*What the task asks*
Edit the data below so that every "simplified polygon" becomes "reduced polygon", and keep everything else unchanged.

^^^^^^^^

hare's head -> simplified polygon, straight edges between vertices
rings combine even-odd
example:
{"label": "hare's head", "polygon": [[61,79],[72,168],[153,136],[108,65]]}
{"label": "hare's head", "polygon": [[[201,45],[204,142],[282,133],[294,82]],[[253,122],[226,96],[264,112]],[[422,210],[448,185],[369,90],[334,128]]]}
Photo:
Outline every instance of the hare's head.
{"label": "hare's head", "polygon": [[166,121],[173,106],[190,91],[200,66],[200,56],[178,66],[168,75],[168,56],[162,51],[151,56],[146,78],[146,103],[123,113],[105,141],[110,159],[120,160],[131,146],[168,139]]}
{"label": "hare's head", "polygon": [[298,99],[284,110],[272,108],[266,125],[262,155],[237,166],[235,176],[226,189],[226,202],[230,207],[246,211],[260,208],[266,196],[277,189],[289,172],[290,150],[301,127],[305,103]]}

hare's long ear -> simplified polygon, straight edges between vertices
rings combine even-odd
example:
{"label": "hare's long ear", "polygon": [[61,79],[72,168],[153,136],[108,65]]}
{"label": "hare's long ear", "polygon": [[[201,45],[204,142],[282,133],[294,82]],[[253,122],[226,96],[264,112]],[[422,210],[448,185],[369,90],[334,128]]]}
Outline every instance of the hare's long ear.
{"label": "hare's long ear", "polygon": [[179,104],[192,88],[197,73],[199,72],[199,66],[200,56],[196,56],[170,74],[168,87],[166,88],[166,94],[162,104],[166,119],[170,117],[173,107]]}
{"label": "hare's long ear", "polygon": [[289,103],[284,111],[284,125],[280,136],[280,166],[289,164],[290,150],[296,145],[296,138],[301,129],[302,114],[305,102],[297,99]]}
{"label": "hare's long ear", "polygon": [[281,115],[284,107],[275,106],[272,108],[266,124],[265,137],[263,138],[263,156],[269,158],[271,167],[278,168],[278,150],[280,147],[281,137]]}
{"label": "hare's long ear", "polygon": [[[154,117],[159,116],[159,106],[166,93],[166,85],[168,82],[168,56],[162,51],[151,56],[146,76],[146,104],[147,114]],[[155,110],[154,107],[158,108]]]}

^^^^^^^^

*Solution*
hare's head -> reduced polygon, straight edges between vertices
rings combine even-odd
example:
{"label": "hare's head", "polygon": [[61,79],[72,168],[153,136],[108,65]]}
{"label": "hare's head", "polygon": [[[201,45],[204,142],[282,133],[294,82]],[[253,122],[226,96],[264,112]],[[422,210],[448,185],[369,90],[334,128]]]}
Photo:
Outline every instance of the hare's head.
{"label": "hare's head", "polygon": [[166,121],[173,106],[190,91],[200,66],[200,56],[178,66],[168,75],[168,56],[162,51],[151,56],[146,78],[146,103],[123,113],[105,141],[110,159],[120,160],[131,146],[168,139]]}
{"label": "hare's head", "polygon": [[298,99],[284,110],[272,108],[266,125],[262,155],[237,166],[235,176],[226,189],[226,202],[230,207],[246,211],[260,208],[266,196],[277,189],[289,172],[290,150],[301,127],[305,103]]}

hare's long ear -> reduced polygon, straight edges between vertices
rings combine even-odd
example:
{"label": "hare's long ear", "polygon": [[61,79],[72,168],[153,136],[108,65]]}
{"label": "hare's long ear", "polygon": [[[201,45],[204,142],[282,133],[294,82]],[[253,122],[226,96],[264,112]],[[422,210],[448,185],[369,90],[334,128]]]}
Outline every instance of the hare's long ear.
{"label": "hare's long ear", "polygon": [[179,104],[192,88],[197,73],[199,72],[199,66],[200,56],[196,56],[170,74],[168,87],[166,88],[166,94],[162,104],[166,119],[170,117],[173,107]]}
{"label": "hare's long ear", "polygon": [[289,103],[284,111],[284,125],[280,136],[280,166],[289,164],[290,150],[296,145],[296,138],[301,129],[302,114],[305,102],[297,99]]}
{"label": "hare's long ear", "polygon": [[281,115],[284,107],[275,106],[272,108],[266,124],[265,137],[263,138],[263,156],[269,158],[271,167],[278,168],[278,150],[280,147],[281,137]]}
{"label": "hare's long ear", "polygon": [[[154,117],[159,116],[159,106],[166,93],[166,85],[168,82],[168,56],[162,51],[151,56],[146,76],[146,104],[147,114]],[[155,110],[154,107],[158,108]]]}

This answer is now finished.